REQUIRED TASKS ::
a - Return the passage of the forum thread on cylindrical coordinates word for word, starting at "and $e\theta$ =-$sen\theta$i+$cos\theta$j, $ep$" and ending at "appreciate your help.".
b - In the forum thread on converting to cylindrical coordinates, what expression does the answer give for ρ after simplifying?

Vectorial Analysis , convert from Cartesian (x,y,z) to Cylindrical (ρ,θ,z)

Question

r= $5t^2 $ $\sqrt{1-t^2}$ i +$5t^3$j + $3t^2$ k

I was trying to convert that exercice and find speed and acceleration in cilindrycal coordinates but somehow I got lost because what I have

$x=pcos\theta$; $y=psen\theta$; z=z

and $e\theta$ =-$sen\theta$i+$cos\theta$j, $ep$ =$cos\theta$i+$sen\theta$j ez=ez

When I try to convert I always got messy results with $cos\theta$ and $sen\theta$

REsult: r= $10tep$i + $5t^2 $ / $\sqrt{1-t^2}$$e$$\phi$j + 6$tk$

I would appreciate your help.

Answer 1

We have that

• $x=5t^2\sqrt{1-t^2}$
• $y=5t^3$
• $z=3t^2$

then

• $\rho=\sqrt{x^2+y^2}=\sqrt{25t^4(1-t^2)+25t^6}=5t^2$

since $x$ is always positive

• $\theta = \arctan \frac{y}{x}=\arctan \frac{t}{\sqrt{1-t^2}}$

SUPPLIED DATA ::

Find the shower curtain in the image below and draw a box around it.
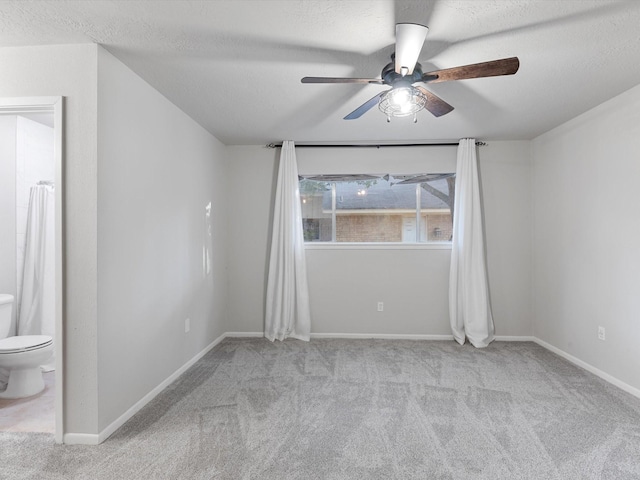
[18,185,55,372]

TASK ANSWERS ::
a -
and $e\theta$ =-$sen\theta$i+$cos\theta$j, $ep$ =$cos\theta$i+$sen\theta$j ez=ez

When I try to convert I always got messy results with $cos\theta$ and $sen\theta$

REsult: r= $10tep$i + $5t^2 $ / $\sqrt{1-t^2}$$e$$\phi$j + 6$tk$

I would appreciate your help.

b - ρ simplifies to $5t^2$.